■ **Stored dataset items**

- - - -

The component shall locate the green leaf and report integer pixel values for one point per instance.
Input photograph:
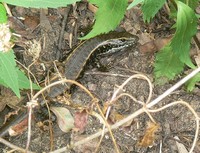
(8, 71)
(167, 64)
(108, 16)
(24, 82)
(40, 3)
(191, 83)
(186, 27)
(3, 16)
(134, 3)
(150, 8)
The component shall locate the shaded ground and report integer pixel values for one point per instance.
(173, 121)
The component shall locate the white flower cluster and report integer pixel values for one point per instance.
(5, 35)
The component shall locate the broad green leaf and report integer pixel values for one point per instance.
(40, 3)
(191, 83)
(150, 8)
(64, 118)
(3, 83)
(167, 64)
(3, 16)
(24, 82)
(134, 3)
(186, 27)
(8, 71)
(108, 16)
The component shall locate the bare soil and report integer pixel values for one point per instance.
(43, 39)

- - - -

■ **Job**
Copy the whole listing above word for word, leaving out the picture.

■ **The completed task**
The component shall locate the green leaf and report integer pixel values for one point per instance.
Input photograph:
(8, 71)
(167, 64)
(108, 16)
(24, 82)
(40, 3)
(191, 83)
(186, 27)
(3, 16)
(134, 3)
(150, 8)
The component shall locate the shaded ground and report integer pixel values for one point per instance.
(173, 121)
The component shall locate the white flower cluster and report integer pixel values for one point per instance.
(5, 35)
The component shall locate the broad green leaf and report integer pixel values for one point per instance.
(40, 3)
(191, 83)
(150, 8)
(64, 118)
(3, 83)
(167, 64)
(3, 16)
(24, 82)
(134, 3)
(186, 27)
(8, 71)
(108, 16)
The component shall locate the bare soil and report integer pixel values for one point per instance.
(43, 39)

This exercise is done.